## What you need to do
Please take the lines from the one holding "Query: man's hand in glove" through the one holding "pixel 254 170." in the data below and copy them exactly.

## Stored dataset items
____________________
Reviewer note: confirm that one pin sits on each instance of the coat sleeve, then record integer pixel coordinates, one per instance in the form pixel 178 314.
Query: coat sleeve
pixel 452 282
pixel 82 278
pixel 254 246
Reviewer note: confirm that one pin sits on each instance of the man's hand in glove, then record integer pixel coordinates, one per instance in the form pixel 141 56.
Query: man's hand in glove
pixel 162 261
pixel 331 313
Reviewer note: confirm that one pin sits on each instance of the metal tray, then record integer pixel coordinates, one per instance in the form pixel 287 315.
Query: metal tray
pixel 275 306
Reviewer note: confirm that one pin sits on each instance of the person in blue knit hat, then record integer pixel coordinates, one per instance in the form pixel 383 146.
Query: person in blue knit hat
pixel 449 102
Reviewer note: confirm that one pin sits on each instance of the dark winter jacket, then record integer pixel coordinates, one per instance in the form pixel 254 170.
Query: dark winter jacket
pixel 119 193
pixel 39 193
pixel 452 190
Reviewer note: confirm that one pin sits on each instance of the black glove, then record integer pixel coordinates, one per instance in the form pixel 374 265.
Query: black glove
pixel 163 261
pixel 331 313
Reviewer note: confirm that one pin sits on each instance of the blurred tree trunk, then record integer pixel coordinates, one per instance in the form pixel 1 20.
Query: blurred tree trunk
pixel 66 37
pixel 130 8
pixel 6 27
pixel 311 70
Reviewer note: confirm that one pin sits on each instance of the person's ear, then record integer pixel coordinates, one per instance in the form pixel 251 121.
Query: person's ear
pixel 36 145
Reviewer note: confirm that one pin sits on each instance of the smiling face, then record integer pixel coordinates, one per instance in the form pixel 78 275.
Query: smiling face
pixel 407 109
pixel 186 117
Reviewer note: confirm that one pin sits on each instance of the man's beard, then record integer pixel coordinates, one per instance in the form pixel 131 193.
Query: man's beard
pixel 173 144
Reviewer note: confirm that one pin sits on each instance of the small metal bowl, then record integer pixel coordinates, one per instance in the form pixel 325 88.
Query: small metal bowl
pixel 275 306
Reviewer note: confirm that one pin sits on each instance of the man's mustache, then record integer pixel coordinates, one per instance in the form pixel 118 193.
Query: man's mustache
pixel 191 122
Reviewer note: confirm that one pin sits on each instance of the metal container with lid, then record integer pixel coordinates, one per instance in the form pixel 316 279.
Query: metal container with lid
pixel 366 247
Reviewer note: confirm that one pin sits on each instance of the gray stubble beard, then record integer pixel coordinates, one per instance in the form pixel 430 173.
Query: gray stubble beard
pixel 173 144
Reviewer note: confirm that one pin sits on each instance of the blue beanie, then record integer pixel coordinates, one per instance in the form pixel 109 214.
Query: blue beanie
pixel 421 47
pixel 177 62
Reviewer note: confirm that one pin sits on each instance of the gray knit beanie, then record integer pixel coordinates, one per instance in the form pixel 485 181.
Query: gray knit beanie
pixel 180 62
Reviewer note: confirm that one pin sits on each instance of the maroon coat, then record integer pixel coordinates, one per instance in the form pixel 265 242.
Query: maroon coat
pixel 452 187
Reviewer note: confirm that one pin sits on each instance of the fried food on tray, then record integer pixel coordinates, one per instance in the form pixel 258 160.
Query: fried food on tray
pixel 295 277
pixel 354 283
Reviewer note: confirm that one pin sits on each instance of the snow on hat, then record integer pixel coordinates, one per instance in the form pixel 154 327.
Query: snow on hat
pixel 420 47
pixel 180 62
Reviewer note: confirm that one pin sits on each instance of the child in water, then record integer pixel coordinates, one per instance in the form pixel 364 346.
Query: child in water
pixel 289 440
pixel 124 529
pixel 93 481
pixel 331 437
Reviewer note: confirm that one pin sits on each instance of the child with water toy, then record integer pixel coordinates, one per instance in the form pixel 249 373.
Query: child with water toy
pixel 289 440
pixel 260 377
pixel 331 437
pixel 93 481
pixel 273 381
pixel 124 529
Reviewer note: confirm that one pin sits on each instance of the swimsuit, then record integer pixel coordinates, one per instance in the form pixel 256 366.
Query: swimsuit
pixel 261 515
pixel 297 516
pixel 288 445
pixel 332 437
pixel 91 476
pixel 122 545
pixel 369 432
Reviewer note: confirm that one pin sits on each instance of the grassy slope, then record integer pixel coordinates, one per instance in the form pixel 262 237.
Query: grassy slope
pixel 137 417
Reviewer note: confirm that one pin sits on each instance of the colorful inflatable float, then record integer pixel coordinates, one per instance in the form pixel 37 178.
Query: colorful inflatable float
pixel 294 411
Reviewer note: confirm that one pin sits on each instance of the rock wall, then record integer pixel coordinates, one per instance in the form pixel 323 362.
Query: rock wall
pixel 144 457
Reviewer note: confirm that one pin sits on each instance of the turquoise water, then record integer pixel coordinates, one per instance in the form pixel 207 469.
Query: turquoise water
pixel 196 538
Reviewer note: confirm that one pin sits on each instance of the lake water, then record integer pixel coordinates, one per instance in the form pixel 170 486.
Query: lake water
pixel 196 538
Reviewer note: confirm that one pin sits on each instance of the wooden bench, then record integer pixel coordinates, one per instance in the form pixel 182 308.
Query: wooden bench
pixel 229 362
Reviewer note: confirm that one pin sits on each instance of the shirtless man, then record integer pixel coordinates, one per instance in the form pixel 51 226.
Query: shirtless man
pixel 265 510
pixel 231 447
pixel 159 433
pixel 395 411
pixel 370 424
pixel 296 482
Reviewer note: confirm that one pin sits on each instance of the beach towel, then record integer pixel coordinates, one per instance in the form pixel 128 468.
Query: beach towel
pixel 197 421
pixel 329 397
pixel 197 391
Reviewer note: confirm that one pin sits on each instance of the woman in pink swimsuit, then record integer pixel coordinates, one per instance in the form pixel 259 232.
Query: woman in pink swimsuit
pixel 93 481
____________________
## Answer below
Query: man's hand in glove
pixel 162 261
pixel 331 313
Reviewer note: confirm that one pin sits on each instance of the metal tray, then record integer pixel coordinates, one per instance in the form pixel 287 315.
Query: metal tray
pixel 275 306
Reviewer note: confirm that one pin sits on each instance of the person in blue knit hat, then record integer pixel coordinates, one per instance in the form pixel 383 146.
Query: person in blue knit hat
pixel 449 102
Reviewer note: confirm that one pin sits on each instance of the dark winter jacket, then record integer pixel coordinates, one per instance in the form pixel 254 170.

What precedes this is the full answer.